American Homeowners Grassroots Alliance
Professor Guttentag did a good job of explaining an important benefit of the new GFE regs. It is a shame that mortgage brokerage and other organizations whose members serve home buyers and sellers continue to oppose clear disclosures and the elimination of other practices that fuel consumer their distrust of their members and their profession. Even more unfortunate, many of these same practices have contributed to the current housing meltdown, and will doubt contribute to the next one unless they are prohibited.
Submitted by M C on July 28, 2008 - 4:05pm.
AHGA,
You lack a clear understanding of how consumers shop for product and services. In addition, you have no idea what lead to the current housing meltdown. Finally, the Professor has done a horrific job in explaining the confusion consumers have with this inconsistent method of disclosure between all originators.
First point. Consumers, putting aside quality of service, shop based upon what their cost are, not what the retailer paid for the product. They need to know what their cost is and that is well laid out in the current GFE's, combined with TIL and product disclosures.
Second point. The housing meltdown was the result of Wall Street creating programs that were too loose in managing risk analysis. Wall Street relied upon home appreciation as a heavily weighted factor in risk to investor. They went beyond the traditional balance of credit, capacity and collateral; with the added push of Pay Option ARMs for people who did not have high net worth to control payment shock. Congress cheered the increased homeownership rates that resulted. , particularly when low income renters could finally purchase a home. The meltdown was a Wall Street and consumer greed and/or gambling issue that was exposed as soon as people buying homes based upon their ability to repay from income and not appreciation stopped buying; putting an end to appreciation salvation. To say the Mortgage Brokers, who did not created the programs (Wall Street did) nor underwrote (Lenders did) shows your lack of understanding of facts.
Third point. You must not be aware of the separate reports completed by Federal Trade Commission and Federal Reserve that prove that what HUD & Professor Guttentag profess for GFE's; that they should not be the same for all originators puts the consumer at a disastrous disadvantage by the bias against Mortgage Brokers. With the biased GFE's, the consumer is more likely to chose a higher cost loan from the originator providing a GFE due to the useless to consumer YSP being listed. Yes, useless and dangerous. What is the difference between originators that offer the same 6% 30 yr fixed rate with $3,000 closing cost? There is no difference to the consumer. The YSP nor the SRP of the originator has no bearing on the consumer's cost--they are the same.
I wish you would come out from underneath taking advantage of the consumer HUD & Professor Guttentag promote and spend some time getting educated on what a consumer needs to know when shopping for a home loan. Hint, it is the same regardless of the originator!!
Please quit abusing the consumer, housing industry and mortgage industry with statements based upon emotional headline making and not substantiated in fact. When you finally care enough to become educated, read the reports by the FTC & FRB. HUD has proven to be an incompetent & politically motivated entity willing to sacrifice the consumer.

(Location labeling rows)
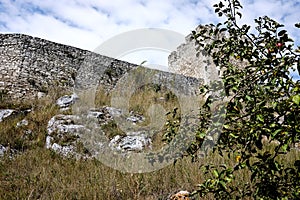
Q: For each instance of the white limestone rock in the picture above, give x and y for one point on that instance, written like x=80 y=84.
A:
x=67 y=100
x=4 y=113
x=134 y=142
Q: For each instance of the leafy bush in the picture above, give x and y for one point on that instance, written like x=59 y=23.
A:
x=263 y=109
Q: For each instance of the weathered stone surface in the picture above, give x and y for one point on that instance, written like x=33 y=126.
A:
x=186 y=60
x=31 y=66
x=67 y=100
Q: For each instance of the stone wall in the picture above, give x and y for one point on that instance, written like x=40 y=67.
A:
x=30 y=65
x=188 y=61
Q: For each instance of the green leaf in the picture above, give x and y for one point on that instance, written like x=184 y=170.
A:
x=216 y=174
x=223 y=184
x=282 y=32
x=260 y=118
x=296 y=99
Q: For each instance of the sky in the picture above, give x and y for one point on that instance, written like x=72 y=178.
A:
x=86 y=24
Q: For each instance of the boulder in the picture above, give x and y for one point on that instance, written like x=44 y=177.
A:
x=4 y=113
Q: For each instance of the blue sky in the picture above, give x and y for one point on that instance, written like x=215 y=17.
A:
x=88 y=23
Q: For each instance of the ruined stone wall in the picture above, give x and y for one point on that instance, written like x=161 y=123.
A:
x=30 y=65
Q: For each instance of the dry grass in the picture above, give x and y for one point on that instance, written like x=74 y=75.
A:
x=38 y=173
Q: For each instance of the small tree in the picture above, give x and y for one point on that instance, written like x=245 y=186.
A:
x=263 y=106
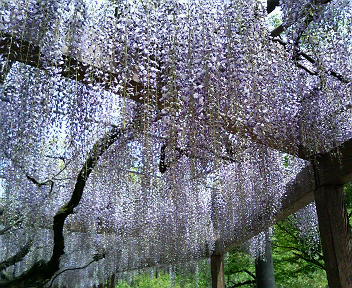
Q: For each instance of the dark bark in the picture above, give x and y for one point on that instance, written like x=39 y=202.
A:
x=217 y=271
x=42 y=271
x=249 y=282
x=17 y=257
x=271 y=5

Goal: In the mortgage comment above, swap "Federal Trade Commission" for "FTC" and give the passage again, starting at "Third point. You" and ending at "are the same.".

Correct response:
Third point. You must not be aware of the separate reports completed by FTC and Federal Reserve that prove that what HUD & Professor Guttentag profess for GFE's; that they should not be the same for all originators puts the consumer at a disastrous disadvantage by the bias against Mortgage Brokers. With the biased GFE's, the consumer is more likely to chose a higher cost loan from the originator providing a GFE due to the useless to consumer YSP being listed. Yes, useless and dangerous. What is the difference between originators that offer the same 6% 30 yr fixed rate with $3,000 closing cost? There is no difference to the consumer. The YSP nor the SRP of the originator has no bearing on the consumer's cost--they are the same.